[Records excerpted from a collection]
*-*-*

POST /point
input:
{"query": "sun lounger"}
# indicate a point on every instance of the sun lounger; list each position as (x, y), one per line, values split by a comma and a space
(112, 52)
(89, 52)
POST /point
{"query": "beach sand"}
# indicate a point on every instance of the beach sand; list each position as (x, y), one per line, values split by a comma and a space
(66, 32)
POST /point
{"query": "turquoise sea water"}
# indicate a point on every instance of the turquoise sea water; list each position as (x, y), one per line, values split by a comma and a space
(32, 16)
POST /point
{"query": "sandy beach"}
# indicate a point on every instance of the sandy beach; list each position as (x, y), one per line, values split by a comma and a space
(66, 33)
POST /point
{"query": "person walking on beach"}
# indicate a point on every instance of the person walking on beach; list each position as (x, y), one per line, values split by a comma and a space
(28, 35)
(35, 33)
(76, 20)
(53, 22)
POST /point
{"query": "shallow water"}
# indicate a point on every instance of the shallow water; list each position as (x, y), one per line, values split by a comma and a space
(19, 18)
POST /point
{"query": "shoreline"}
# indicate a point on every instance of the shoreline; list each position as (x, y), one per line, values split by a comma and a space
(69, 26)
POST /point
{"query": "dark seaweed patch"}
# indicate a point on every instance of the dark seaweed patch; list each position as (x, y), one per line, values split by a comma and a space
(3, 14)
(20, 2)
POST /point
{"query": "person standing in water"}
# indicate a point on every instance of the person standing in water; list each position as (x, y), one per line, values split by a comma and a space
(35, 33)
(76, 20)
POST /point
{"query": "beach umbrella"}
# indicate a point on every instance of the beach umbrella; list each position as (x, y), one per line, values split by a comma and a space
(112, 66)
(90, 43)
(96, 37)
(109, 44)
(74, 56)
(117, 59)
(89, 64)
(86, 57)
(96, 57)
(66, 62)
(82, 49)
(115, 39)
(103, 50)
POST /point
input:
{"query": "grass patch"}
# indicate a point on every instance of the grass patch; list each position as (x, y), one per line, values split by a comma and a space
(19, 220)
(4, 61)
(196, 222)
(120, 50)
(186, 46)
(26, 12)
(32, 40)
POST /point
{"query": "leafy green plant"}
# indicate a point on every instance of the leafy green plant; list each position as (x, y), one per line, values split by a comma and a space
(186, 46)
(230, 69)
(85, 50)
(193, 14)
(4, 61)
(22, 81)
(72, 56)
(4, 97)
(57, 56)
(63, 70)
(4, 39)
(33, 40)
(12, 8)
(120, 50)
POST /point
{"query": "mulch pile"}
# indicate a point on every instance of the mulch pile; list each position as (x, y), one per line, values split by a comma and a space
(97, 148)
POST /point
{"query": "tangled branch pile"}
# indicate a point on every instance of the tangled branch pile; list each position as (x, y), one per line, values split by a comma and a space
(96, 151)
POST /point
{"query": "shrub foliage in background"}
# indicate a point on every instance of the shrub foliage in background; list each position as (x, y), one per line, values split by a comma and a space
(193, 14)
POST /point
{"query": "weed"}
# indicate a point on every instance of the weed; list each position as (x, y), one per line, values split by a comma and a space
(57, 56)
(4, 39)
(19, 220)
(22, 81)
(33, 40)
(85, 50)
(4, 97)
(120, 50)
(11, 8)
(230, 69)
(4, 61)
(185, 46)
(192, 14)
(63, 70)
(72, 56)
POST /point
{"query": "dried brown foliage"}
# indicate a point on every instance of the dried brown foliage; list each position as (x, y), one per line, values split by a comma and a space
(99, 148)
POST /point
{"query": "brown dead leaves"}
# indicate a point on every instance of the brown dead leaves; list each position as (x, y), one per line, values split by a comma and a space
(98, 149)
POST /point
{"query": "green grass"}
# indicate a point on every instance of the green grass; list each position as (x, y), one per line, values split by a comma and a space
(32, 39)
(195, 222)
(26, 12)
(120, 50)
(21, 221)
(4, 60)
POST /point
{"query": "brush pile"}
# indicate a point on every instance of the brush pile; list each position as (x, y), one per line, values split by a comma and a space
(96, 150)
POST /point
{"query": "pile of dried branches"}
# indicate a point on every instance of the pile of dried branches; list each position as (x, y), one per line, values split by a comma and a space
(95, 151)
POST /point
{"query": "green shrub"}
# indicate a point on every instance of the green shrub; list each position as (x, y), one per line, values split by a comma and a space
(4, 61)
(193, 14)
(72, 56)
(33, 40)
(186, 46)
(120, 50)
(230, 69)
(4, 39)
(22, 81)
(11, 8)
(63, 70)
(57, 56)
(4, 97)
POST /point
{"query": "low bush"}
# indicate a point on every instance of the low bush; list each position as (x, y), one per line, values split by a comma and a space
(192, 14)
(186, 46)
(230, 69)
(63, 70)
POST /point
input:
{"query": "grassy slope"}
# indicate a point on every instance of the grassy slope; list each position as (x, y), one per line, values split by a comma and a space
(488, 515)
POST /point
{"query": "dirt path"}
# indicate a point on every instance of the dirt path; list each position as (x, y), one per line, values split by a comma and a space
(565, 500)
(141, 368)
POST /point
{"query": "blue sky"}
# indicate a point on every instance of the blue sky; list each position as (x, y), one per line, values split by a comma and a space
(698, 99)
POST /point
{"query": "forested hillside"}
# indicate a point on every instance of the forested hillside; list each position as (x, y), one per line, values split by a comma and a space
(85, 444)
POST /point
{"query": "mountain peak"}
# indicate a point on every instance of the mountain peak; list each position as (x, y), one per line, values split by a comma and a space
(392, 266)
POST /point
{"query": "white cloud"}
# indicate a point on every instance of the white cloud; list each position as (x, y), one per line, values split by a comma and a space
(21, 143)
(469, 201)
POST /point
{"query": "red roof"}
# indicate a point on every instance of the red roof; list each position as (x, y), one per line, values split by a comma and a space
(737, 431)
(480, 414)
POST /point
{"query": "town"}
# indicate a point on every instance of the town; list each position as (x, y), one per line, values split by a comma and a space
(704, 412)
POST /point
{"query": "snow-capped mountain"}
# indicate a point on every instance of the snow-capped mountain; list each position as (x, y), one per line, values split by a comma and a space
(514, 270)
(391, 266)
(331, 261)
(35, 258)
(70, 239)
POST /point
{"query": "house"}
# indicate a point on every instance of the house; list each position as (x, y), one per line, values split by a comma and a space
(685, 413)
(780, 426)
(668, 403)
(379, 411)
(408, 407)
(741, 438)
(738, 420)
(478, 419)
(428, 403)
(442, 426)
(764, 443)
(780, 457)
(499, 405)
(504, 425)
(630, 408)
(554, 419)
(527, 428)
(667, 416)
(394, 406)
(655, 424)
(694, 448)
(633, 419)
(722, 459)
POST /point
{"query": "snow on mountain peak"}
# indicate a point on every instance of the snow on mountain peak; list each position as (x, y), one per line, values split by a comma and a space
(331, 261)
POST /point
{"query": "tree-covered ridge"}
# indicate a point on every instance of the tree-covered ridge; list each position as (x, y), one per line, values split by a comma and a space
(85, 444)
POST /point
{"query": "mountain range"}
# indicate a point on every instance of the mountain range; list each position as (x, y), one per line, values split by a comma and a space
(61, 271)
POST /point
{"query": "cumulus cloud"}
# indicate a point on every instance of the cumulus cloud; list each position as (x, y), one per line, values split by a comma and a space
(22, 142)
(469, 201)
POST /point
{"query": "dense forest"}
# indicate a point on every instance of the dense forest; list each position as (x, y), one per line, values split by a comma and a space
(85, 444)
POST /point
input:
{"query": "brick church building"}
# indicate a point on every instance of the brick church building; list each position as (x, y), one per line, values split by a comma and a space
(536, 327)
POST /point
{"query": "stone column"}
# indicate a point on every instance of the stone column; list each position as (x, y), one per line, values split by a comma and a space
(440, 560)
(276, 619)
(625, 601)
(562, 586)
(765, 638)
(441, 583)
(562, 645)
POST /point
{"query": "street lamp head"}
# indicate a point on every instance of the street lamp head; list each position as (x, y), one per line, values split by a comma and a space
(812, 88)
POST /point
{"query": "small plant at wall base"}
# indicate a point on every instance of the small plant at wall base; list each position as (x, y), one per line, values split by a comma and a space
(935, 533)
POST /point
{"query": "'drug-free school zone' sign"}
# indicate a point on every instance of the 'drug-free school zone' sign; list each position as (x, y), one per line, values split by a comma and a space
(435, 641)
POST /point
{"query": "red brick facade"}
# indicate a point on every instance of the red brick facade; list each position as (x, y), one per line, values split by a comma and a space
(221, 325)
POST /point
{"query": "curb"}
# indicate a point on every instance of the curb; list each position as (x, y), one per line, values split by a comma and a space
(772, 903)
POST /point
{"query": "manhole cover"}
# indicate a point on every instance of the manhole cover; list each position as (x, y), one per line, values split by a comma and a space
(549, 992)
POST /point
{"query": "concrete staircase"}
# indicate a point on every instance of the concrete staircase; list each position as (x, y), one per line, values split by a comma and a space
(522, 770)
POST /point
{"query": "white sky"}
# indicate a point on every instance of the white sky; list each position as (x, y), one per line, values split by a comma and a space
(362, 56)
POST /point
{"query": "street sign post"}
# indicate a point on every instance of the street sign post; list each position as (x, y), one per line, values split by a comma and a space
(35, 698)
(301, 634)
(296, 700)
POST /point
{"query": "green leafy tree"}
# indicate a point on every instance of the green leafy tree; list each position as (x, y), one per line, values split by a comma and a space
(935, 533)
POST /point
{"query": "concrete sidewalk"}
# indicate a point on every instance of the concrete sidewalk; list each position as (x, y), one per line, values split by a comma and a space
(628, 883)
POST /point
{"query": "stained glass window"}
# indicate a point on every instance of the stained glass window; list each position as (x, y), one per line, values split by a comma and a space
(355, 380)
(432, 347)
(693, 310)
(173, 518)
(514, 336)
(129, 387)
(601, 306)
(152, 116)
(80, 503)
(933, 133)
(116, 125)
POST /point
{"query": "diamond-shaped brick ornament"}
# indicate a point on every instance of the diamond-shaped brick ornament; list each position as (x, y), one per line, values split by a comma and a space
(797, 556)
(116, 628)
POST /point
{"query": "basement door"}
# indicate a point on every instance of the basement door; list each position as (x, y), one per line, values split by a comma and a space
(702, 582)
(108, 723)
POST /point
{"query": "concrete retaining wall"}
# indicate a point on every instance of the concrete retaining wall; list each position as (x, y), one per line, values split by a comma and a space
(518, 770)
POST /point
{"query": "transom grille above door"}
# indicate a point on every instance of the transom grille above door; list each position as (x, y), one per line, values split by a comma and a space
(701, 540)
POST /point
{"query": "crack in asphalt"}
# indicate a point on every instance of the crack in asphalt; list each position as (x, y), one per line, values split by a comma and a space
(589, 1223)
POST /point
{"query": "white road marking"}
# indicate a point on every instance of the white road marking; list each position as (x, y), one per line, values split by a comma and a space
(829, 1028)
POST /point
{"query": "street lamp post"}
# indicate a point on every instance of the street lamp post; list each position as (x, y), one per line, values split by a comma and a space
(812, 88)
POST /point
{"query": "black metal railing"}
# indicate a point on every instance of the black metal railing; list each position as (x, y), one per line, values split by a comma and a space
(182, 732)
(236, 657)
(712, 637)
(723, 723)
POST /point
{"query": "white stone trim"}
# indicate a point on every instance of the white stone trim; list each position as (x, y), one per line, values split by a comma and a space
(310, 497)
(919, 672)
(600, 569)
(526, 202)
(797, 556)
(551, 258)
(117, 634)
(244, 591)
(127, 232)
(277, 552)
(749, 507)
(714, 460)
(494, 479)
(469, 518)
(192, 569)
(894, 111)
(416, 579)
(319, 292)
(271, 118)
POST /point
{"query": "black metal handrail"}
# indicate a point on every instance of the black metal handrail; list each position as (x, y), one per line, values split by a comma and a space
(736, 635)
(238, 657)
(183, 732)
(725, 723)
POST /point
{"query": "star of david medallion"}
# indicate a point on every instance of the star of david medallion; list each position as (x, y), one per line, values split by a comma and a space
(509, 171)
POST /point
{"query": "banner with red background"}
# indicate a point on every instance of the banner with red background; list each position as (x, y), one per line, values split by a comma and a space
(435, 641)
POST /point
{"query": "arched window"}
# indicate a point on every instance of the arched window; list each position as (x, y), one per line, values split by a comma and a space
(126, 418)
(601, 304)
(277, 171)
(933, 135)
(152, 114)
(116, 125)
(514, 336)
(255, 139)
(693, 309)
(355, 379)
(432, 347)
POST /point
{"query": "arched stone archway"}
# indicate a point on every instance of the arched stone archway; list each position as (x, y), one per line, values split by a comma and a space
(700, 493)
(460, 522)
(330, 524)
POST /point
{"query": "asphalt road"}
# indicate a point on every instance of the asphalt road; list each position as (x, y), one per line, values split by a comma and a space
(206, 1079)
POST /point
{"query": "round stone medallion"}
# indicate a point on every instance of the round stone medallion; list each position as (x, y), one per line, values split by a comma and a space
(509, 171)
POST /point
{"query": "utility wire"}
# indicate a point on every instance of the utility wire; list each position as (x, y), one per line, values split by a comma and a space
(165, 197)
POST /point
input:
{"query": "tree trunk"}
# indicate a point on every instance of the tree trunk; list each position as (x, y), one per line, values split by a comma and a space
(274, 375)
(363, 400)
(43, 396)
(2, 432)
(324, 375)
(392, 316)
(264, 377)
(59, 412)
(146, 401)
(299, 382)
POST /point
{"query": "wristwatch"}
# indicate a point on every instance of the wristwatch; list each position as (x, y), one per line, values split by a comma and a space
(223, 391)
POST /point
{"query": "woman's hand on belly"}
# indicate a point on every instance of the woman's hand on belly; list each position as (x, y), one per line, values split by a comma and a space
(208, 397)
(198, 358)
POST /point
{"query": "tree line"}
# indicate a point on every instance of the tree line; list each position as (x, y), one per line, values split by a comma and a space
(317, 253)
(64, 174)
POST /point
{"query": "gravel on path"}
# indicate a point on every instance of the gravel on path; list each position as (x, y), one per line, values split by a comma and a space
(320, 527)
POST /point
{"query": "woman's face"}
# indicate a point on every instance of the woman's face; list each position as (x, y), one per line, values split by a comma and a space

*-*-*

● **Instructions to follow**: Return each line from the entries above that includes "face".

● **Problem solution**:
{"query": "woman's face"}
# indicate a point on every instance of the woman's face; list each position as (x, y), one per line, values split by a comma and a space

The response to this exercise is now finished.